Su di loro la Lega era stata dura e inflessibile. “Io ho dato indicazione che chiunque abbia preso o fatto richiesta del bonus venga sospeso e in caso di elezioni non ricandidato“, diceva diretto e irremovibile il segretario del Carroccio, Matteo Salvini commentando, il 12 agosto 2020 ad Agorà Estate, la notizia dei parlamentari e dei consiglieri regionali che avevano richiesto e ottenuto il bonus Covid per le partite Iva, destinato ai liberi professionisti penalizzati dalla pandemia. Qualche giorno prima il leader della Lega aveva addirittura parlato di dimissioni.

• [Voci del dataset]

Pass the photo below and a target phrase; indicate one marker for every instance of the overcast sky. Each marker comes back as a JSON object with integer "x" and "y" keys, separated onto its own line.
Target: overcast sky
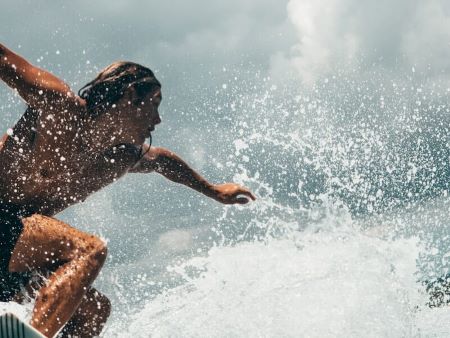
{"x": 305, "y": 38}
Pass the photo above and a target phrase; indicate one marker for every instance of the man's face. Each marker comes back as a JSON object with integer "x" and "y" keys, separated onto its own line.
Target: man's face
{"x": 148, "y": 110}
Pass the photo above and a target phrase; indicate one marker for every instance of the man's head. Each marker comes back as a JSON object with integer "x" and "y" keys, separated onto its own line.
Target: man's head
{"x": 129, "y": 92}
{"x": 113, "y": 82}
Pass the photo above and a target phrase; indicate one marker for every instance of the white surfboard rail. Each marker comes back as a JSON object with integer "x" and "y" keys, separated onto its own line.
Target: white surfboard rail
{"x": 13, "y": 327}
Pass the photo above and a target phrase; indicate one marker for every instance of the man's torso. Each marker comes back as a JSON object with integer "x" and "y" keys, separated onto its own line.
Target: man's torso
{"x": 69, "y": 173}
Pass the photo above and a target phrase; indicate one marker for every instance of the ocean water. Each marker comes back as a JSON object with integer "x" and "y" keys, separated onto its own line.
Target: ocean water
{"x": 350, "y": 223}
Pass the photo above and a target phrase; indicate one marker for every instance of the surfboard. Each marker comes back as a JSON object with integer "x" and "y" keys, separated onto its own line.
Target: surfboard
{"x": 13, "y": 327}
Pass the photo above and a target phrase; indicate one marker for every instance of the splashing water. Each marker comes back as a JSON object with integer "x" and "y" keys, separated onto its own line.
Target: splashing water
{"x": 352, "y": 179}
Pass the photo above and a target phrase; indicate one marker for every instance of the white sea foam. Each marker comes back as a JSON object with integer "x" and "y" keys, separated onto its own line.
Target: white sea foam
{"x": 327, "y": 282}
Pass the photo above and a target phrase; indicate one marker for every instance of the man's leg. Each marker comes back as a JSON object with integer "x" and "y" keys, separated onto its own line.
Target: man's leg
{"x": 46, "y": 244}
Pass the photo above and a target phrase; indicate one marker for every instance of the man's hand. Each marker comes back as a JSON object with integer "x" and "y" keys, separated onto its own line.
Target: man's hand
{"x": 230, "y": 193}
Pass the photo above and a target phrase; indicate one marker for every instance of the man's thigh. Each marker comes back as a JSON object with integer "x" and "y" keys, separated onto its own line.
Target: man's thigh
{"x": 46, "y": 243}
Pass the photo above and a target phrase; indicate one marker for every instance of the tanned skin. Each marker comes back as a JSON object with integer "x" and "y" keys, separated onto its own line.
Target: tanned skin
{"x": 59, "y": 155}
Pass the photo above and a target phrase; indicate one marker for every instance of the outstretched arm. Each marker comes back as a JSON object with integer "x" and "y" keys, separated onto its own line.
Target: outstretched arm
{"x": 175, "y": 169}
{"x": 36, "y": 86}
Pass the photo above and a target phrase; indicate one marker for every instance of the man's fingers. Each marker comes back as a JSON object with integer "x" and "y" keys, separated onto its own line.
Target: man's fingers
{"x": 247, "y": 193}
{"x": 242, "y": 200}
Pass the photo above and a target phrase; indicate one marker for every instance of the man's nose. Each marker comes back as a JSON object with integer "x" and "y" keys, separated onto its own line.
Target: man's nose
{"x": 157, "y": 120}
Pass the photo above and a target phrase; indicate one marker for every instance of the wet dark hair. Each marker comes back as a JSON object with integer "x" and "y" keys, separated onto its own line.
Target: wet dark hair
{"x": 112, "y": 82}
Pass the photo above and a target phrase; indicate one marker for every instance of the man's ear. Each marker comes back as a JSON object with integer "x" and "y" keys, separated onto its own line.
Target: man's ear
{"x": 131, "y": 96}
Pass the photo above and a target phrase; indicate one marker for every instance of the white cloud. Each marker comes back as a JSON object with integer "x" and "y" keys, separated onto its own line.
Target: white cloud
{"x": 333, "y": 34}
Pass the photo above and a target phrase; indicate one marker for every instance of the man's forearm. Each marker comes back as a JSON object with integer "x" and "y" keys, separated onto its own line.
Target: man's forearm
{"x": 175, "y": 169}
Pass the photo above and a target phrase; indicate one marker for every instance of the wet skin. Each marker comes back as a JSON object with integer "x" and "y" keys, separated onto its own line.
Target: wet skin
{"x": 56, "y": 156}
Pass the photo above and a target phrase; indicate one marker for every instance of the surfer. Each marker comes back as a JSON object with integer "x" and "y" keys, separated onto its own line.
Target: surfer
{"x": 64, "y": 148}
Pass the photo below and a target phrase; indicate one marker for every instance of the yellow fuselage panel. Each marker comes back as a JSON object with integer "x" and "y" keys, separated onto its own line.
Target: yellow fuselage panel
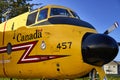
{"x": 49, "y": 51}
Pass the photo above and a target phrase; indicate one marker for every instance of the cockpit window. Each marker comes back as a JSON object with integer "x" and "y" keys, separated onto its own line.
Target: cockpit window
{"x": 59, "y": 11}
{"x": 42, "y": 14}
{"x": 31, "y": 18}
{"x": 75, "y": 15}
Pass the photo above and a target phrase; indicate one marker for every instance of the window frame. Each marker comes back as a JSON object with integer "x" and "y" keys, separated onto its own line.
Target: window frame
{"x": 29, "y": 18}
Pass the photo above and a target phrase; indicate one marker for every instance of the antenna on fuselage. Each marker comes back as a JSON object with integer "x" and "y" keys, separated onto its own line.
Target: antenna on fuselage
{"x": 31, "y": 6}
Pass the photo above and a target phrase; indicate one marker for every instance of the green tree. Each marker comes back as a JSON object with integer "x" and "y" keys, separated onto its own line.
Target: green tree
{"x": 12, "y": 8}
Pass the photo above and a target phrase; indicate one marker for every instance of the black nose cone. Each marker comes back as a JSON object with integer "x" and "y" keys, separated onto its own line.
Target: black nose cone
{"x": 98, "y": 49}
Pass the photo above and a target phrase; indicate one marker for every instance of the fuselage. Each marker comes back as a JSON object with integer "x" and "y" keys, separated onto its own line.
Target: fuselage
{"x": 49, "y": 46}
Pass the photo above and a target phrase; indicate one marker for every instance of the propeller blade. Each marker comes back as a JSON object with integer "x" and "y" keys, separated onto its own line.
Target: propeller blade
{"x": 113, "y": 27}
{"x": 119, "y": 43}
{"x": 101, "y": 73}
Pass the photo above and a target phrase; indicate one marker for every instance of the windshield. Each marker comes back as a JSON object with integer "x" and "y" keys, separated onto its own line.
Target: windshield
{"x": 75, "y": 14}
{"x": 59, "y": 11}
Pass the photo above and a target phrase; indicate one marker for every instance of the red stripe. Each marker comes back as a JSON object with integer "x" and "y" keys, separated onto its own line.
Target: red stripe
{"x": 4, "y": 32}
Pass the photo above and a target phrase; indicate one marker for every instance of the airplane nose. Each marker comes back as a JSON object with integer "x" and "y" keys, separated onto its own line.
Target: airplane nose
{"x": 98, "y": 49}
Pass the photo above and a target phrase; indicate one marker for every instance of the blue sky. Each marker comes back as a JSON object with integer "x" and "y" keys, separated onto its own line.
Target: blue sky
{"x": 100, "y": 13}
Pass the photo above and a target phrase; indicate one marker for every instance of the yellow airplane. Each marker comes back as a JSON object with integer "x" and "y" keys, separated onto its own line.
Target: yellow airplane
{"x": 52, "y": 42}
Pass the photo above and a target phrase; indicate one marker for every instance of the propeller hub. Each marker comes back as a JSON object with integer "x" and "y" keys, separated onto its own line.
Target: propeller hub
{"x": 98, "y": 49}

• [COSA FARE] Prosegui il brano sulla Lega e sul bonus Covid chiesto dai parlamentari, ripartendo dopo la sua ultima frase. L'elenco viene da un'altra fonte.

• [IL RISULTATO]
Dichiarazioni che non sono rimaste solo parole al vento. La Lega, infatti, è passata immediatamente ai fatti sospendendo i 3 parlamentari nazionali coinvolti: prima il mantovano Andrea Dara e la piacentina Elena Murelli (entrambi deputati che avevano percepito il bonus dell’Inps di 600 euro) e poi anche la senatrice Marzia Casolati (gioielleria con 100mila euro di reddito) che aveva percepito il bonus di 1.500 euro previsto dalla Regione Piemonte per le attività imprenditoriali costrette alla chiusura a causa del lockdown. “Pur non avendo violato alcuna legge – commentava il capogruppo alla Camera Riccardo Molinari – è inopportuno che parlamentari abbiano aderito a tale misura e per questa ragione abbiamo deciso e condiviso con i diretti interessati il provvedimento della sospensione”. Ma il virus dei “furbetti del bonus” si era intrufolato anche nel Movimento 5 stelle: il deputato Marco Rizzone aveva percepito, anche lui, il bonus di 600 euro. Nel suo caso da parte del movimento è arrivato il deferimento ai probiviri, l’immediata sospensione e, un mese dopo, l’espulsione.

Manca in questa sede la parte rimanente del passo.